What you are asked to do: Rewrite everything from the start of the records down to the line containing "negative clicks: (293, 94)", changing "rough mask" to "coarse mask" and keeping all else the same. Leave the pictures out of your answer.

[Data listing — start]

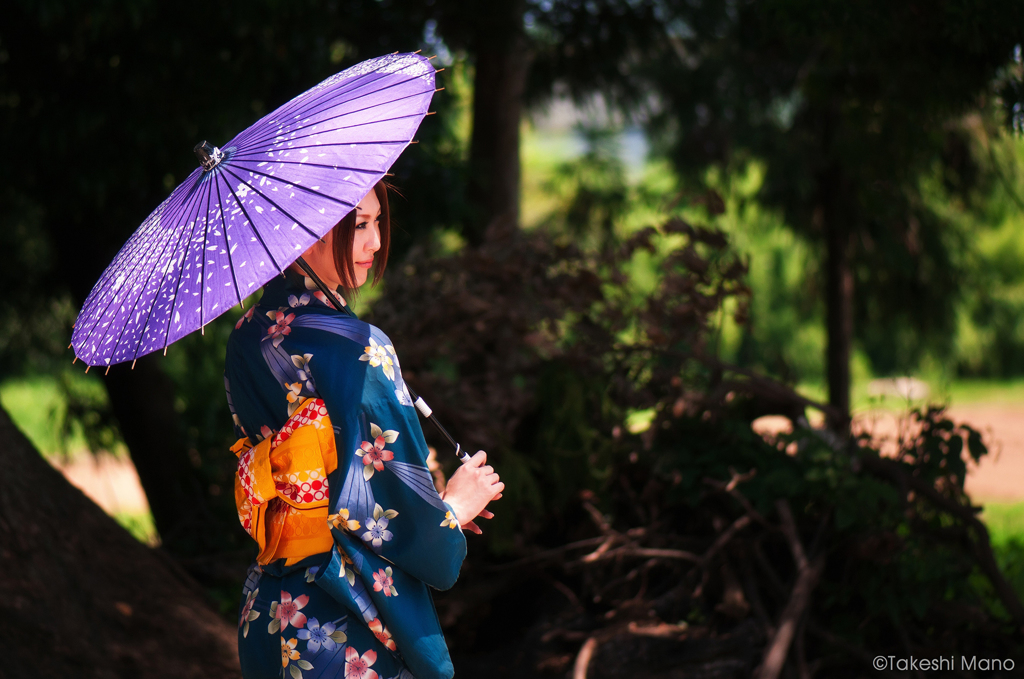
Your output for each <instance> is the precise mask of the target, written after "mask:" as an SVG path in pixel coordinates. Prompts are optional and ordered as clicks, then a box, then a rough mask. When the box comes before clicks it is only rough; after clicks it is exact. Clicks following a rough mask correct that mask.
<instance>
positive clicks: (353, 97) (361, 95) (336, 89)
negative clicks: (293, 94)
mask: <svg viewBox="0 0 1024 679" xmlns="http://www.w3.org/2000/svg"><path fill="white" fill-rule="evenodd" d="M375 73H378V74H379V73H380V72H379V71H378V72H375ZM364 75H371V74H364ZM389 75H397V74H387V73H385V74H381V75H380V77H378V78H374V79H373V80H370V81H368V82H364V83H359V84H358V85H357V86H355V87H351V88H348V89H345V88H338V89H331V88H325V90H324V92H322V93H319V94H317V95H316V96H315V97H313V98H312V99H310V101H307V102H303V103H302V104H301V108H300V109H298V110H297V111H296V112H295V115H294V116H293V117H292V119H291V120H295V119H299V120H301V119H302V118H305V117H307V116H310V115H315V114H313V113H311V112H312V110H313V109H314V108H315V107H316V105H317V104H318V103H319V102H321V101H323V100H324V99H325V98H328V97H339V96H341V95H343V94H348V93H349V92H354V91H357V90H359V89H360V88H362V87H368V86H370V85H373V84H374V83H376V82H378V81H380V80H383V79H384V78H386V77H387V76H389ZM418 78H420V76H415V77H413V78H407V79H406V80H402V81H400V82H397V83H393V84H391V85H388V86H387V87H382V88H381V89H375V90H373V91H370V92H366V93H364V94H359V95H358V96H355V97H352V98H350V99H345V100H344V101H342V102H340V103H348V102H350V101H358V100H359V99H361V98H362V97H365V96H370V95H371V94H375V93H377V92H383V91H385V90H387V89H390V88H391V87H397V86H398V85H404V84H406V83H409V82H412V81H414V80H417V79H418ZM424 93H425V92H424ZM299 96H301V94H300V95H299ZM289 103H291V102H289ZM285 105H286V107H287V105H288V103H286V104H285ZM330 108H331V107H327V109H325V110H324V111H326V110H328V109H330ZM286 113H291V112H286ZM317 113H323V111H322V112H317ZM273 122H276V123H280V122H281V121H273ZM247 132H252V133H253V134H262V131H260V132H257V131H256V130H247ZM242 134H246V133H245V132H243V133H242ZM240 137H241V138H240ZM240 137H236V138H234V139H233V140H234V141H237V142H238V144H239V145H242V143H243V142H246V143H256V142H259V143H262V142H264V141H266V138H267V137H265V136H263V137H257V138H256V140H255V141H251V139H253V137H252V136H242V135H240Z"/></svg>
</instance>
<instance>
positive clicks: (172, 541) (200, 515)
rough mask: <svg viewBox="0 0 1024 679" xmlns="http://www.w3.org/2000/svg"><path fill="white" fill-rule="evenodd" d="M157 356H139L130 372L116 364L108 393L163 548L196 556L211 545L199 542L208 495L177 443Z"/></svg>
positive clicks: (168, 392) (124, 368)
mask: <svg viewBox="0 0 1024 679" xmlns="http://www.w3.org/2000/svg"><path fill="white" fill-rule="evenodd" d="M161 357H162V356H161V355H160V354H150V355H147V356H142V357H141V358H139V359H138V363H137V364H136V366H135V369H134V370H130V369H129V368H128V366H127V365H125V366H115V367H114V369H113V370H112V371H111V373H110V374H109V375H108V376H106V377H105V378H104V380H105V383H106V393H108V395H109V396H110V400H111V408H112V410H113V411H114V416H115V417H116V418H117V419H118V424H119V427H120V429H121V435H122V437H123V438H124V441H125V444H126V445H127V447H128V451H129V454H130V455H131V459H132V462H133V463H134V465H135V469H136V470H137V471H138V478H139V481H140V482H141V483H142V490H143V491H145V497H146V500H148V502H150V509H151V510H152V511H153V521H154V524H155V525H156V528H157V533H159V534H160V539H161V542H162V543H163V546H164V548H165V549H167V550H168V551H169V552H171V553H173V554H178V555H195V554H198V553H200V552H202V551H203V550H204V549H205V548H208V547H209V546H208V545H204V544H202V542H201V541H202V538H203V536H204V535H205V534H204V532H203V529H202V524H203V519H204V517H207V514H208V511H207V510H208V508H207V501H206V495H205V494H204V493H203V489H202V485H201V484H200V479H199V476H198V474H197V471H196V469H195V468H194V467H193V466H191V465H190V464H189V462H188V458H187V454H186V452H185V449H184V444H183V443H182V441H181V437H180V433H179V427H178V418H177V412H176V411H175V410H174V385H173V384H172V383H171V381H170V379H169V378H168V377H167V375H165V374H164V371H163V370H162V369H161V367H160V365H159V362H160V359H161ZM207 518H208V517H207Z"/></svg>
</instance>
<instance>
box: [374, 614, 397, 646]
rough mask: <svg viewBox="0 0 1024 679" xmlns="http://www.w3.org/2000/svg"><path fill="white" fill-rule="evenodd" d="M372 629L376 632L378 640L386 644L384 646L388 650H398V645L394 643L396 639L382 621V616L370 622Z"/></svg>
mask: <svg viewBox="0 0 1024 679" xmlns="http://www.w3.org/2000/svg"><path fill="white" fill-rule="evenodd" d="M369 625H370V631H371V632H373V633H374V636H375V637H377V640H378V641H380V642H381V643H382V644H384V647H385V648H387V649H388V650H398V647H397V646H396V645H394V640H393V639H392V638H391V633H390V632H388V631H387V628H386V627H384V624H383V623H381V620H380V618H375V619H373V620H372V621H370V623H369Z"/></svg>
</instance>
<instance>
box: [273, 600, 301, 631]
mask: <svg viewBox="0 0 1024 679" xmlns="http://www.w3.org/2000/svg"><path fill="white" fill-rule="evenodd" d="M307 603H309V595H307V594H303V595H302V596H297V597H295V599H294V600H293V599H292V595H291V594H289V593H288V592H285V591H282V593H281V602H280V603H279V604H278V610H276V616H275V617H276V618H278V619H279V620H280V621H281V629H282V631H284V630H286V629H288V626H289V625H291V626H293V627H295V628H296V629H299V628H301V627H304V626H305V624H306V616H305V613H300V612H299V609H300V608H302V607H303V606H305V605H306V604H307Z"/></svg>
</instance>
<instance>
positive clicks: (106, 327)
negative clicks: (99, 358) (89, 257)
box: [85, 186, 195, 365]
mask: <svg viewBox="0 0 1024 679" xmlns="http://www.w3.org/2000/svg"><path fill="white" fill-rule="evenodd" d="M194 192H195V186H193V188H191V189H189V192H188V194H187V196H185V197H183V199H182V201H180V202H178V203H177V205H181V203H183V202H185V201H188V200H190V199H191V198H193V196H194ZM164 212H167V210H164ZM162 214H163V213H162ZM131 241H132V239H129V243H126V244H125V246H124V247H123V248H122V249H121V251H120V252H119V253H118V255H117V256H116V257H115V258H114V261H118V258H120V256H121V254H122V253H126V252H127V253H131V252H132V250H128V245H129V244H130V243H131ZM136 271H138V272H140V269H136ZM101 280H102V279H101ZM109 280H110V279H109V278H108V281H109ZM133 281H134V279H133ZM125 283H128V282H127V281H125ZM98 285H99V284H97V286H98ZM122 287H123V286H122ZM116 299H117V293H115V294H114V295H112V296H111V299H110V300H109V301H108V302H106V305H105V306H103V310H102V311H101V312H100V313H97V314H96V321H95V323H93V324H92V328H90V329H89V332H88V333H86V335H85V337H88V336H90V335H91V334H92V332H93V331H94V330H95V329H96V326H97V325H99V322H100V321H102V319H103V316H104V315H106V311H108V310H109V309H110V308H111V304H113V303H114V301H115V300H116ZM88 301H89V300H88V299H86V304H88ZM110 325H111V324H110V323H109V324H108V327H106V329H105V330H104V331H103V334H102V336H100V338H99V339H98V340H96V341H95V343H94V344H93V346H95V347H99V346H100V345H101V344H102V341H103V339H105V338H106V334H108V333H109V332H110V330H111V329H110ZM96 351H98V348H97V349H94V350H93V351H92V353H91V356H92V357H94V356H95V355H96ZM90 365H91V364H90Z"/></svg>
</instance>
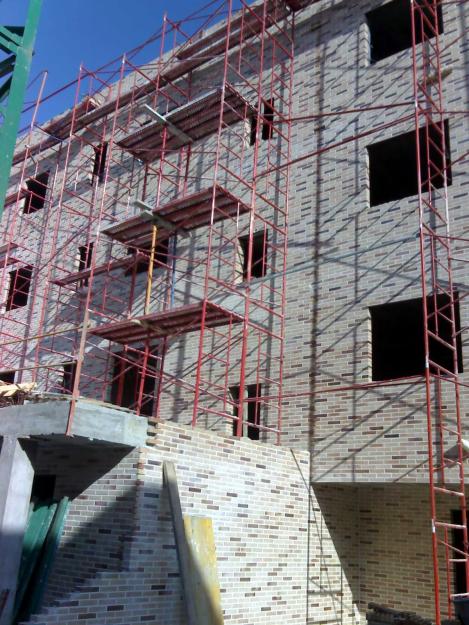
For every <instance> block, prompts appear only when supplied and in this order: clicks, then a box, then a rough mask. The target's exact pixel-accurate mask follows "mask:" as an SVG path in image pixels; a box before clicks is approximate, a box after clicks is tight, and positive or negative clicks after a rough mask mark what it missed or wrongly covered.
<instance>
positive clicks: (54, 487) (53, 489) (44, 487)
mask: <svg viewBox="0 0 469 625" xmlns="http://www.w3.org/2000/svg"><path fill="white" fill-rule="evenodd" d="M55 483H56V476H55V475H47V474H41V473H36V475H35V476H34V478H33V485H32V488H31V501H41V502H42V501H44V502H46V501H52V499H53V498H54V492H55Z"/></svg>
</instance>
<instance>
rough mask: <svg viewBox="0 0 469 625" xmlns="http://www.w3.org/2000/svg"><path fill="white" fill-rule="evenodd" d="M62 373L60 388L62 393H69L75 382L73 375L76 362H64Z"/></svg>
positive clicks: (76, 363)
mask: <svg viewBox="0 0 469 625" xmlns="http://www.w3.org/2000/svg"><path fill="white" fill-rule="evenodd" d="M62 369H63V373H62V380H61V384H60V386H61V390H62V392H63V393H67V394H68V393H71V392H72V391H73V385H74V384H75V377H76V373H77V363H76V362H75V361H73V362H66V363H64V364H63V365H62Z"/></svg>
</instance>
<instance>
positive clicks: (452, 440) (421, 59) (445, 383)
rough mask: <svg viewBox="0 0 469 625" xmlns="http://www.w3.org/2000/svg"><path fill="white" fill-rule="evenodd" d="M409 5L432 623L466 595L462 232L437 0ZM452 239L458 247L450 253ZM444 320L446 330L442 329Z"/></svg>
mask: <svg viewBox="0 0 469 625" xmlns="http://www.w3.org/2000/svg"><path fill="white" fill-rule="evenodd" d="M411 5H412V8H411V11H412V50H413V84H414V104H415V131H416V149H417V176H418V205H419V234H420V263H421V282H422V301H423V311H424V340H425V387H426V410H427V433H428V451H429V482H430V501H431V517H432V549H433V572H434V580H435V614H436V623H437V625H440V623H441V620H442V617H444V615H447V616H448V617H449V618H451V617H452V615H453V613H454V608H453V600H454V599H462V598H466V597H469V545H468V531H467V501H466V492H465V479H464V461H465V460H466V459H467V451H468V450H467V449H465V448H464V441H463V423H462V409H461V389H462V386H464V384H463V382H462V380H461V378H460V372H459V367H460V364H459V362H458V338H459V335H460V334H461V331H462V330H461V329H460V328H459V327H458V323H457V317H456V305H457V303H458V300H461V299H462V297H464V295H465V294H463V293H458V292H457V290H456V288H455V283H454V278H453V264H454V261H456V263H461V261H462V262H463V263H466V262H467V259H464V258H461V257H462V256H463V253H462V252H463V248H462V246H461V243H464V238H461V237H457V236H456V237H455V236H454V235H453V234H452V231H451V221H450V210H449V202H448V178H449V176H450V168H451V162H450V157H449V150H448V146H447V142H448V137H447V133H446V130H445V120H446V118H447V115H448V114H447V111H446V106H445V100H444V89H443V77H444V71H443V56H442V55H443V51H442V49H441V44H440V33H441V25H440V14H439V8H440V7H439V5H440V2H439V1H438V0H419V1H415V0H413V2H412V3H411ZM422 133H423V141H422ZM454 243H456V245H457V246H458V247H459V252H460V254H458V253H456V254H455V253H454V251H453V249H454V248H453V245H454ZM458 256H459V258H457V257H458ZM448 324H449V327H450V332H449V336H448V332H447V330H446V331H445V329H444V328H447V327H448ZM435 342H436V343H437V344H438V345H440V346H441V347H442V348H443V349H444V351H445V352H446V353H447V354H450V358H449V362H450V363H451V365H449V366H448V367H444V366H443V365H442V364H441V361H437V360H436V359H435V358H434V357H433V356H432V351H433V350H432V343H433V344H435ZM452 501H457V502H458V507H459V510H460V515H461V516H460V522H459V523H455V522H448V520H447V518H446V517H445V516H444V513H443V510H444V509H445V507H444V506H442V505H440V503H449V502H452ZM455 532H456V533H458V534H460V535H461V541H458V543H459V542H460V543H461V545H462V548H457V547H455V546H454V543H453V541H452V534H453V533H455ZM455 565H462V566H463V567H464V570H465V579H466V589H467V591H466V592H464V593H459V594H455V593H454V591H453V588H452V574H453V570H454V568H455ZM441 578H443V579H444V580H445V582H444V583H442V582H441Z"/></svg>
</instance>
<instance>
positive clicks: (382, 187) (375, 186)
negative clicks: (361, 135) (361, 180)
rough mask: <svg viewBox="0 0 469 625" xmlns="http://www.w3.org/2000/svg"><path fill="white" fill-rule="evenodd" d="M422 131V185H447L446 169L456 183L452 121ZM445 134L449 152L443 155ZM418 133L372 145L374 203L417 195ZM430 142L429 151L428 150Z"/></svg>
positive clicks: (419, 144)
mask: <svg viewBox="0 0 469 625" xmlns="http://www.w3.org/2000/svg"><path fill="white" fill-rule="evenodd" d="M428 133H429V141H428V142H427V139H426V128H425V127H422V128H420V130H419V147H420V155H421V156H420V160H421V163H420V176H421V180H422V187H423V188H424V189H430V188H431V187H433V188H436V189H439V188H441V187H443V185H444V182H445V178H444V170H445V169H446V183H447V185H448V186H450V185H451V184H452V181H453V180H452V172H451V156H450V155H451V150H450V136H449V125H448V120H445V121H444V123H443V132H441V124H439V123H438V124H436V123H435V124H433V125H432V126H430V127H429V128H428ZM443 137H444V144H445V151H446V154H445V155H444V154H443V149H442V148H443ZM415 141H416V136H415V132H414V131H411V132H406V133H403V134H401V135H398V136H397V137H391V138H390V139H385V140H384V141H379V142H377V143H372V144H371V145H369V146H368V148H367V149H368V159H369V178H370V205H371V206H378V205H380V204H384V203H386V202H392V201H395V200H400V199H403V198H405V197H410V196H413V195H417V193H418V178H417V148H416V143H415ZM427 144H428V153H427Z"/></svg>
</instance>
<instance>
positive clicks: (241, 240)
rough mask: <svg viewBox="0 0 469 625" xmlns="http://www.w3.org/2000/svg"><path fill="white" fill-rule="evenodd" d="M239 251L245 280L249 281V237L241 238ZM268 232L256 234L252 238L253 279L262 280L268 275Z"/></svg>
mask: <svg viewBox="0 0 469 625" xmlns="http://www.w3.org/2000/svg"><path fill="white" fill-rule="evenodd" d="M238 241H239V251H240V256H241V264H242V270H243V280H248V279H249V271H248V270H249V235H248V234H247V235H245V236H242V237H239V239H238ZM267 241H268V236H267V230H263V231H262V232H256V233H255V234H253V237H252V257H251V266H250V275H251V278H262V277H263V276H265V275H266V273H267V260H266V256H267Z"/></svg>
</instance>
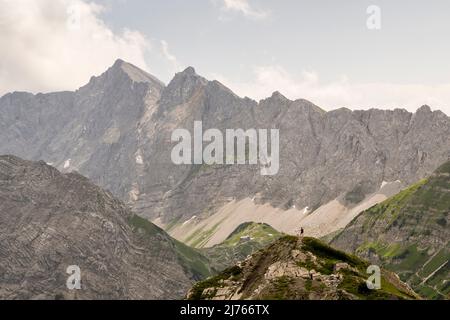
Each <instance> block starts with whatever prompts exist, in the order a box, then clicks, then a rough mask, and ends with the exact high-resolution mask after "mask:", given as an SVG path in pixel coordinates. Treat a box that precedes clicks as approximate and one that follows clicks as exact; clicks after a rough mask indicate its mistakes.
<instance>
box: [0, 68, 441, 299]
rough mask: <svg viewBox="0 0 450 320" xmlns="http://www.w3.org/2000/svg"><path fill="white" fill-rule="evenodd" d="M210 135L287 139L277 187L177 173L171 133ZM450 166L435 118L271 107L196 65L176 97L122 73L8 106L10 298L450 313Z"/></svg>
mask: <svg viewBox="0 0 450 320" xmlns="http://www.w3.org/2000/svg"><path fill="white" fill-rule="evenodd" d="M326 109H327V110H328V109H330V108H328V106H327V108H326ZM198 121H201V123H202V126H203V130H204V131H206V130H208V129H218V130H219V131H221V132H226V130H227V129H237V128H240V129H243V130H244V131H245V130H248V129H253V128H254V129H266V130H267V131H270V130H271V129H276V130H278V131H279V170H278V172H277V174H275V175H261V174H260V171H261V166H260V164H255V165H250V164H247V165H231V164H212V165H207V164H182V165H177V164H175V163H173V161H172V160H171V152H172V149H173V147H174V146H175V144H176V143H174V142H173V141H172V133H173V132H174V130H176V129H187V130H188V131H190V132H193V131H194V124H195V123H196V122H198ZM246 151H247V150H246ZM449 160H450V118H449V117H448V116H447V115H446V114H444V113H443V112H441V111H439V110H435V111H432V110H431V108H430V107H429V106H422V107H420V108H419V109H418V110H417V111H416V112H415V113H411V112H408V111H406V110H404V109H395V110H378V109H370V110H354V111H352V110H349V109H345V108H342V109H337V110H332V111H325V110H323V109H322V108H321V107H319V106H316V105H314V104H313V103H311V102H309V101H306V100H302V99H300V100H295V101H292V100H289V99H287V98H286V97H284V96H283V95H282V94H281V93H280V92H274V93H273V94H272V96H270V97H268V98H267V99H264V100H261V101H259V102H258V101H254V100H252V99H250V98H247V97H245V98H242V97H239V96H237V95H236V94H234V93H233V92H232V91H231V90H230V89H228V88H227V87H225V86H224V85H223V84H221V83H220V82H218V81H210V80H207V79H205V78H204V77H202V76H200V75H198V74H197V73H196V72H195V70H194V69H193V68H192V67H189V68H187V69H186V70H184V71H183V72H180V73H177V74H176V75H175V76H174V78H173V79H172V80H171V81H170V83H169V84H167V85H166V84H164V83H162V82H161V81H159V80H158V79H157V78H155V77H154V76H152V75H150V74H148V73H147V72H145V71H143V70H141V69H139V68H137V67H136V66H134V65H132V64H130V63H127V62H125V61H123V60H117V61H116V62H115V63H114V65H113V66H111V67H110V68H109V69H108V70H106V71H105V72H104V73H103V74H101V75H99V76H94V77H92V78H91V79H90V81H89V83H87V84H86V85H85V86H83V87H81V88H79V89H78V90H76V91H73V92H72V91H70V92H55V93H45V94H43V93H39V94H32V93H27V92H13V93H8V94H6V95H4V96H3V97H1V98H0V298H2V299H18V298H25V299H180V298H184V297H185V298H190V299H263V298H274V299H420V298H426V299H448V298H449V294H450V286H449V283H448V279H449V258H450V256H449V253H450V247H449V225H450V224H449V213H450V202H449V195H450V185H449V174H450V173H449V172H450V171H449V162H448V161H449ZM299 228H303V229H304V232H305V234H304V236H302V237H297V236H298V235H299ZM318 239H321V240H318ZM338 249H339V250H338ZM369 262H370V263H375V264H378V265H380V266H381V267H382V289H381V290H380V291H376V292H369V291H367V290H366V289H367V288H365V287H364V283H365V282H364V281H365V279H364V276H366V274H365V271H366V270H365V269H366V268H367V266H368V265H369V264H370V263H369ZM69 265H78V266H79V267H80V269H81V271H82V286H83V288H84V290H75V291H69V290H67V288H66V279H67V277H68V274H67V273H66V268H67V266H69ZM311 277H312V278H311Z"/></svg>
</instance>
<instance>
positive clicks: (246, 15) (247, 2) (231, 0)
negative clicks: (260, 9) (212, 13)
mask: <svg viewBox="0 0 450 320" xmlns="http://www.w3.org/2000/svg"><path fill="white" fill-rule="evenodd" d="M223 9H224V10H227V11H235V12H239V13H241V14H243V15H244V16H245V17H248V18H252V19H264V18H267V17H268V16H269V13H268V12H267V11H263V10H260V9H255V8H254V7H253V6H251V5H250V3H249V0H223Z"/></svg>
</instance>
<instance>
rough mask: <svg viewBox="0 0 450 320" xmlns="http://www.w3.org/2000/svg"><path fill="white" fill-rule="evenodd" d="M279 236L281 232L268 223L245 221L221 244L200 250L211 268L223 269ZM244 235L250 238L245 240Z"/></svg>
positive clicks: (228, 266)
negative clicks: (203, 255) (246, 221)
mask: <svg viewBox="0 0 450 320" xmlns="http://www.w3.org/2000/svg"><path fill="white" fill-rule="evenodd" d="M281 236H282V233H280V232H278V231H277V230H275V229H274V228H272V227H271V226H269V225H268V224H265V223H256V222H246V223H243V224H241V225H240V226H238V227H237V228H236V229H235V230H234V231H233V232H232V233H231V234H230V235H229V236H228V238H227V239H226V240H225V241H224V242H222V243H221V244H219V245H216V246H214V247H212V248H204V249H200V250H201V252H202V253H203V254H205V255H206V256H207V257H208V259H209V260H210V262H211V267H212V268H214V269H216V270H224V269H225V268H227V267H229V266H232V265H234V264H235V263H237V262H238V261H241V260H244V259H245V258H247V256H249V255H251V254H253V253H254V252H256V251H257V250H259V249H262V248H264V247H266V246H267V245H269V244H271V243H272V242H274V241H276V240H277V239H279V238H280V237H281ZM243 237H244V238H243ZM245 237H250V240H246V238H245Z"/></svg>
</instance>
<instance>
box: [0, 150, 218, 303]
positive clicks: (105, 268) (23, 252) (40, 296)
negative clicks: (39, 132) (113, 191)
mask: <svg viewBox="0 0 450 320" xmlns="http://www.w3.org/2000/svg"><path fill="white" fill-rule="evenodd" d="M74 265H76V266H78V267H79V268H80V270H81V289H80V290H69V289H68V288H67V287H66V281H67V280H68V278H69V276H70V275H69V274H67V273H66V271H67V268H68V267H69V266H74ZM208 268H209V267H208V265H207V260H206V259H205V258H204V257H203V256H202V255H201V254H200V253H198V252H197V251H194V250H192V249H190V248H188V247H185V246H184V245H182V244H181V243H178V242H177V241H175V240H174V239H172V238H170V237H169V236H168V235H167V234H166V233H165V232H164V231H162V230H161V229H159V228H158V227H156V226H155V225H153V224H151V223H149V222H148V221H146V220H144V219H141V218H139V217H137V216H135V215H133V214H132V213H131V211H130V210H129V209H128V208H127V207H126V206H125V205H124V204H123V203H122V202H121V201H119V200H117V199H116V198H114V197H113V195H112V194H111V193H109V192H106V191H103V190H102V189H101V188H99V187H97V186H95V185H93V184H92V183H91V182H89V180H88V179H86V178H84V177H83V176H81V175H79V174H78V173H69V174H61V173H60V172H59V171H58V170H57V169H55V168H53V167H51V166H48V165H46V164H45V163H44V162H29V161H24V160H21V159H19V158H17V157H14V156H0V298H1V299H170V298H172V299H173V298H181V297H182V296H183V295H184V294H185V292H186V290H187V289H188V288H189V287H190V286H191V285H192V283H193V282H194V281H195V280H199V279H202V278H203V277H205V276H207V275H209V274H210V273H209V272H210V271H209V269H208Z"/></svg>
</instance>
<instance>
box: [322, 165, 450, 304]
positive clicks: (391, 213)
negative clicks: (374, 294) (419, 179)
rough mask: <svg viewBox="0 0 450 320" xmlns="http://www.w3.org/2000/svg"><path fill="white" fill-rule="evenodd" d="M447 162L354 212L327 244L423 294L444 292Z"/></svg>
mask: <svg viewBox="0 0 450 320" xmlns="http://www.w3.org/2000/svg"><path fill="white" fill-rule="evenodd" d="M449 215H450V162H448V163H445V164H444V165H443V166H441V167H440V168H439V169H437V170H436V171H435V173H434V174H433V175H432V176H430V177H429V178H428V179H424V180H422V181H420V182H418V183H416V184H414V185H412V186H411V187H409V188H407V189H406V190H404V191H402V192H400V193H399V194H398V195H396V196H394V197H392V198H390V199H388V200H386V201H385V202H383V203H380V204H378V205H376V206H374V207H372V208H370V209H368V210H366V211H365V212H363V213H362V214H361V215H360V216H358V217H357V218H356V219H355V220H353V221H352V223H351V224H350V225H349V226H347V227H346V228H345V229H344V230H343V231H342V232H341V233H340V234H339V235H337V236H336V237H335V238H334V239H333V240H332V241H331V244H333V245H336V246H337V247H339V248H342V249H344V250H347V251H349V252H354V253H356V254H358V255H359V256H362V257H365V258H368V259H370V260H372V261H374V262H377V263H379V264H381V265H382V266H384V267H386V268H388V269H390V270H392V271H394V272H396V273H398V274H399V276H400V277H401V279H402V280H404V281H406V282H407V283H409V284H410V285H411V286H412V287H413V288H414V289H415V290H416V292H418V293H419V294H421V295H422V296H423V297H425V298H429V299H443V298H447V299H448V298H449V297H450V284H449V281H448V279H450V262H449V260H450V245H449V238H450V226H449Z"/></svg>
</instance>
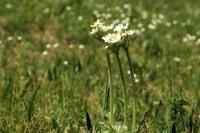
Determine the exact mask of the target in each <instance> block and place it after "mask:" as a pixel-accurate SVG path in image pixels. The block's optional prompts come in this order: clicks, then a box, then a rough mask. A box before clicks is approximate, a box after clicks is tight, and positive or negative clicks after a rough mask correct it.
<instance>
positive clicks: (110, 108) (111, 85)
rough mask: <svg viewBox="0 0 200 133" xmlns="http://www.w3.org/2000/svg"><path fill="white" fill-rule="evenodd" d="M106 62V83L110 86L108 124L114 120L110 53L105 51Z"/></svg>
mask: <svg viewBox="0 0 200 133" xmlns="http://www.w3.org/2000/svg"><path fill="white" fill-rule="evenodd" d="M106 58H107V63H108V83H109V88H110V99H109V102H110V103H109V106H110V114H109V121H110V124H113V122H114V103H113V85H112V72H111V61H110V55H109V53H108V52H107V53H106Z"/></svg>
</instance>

[Data listing — finish]

Answer box:
Your output for each <instance> is the precise mask of the target, written after "mask:" as an SVG path in pixel coordinates. Prompts are optional and ordered as clicks, then a box, then a coarse mask. When the box comes before clicks it is only rough; after clicks it is exact. Clicks following a coarse mask correct that mask.
<instance>
positive clicks: (353, 97) (361, 95) (336, 89)
negative clicks: (293, 94)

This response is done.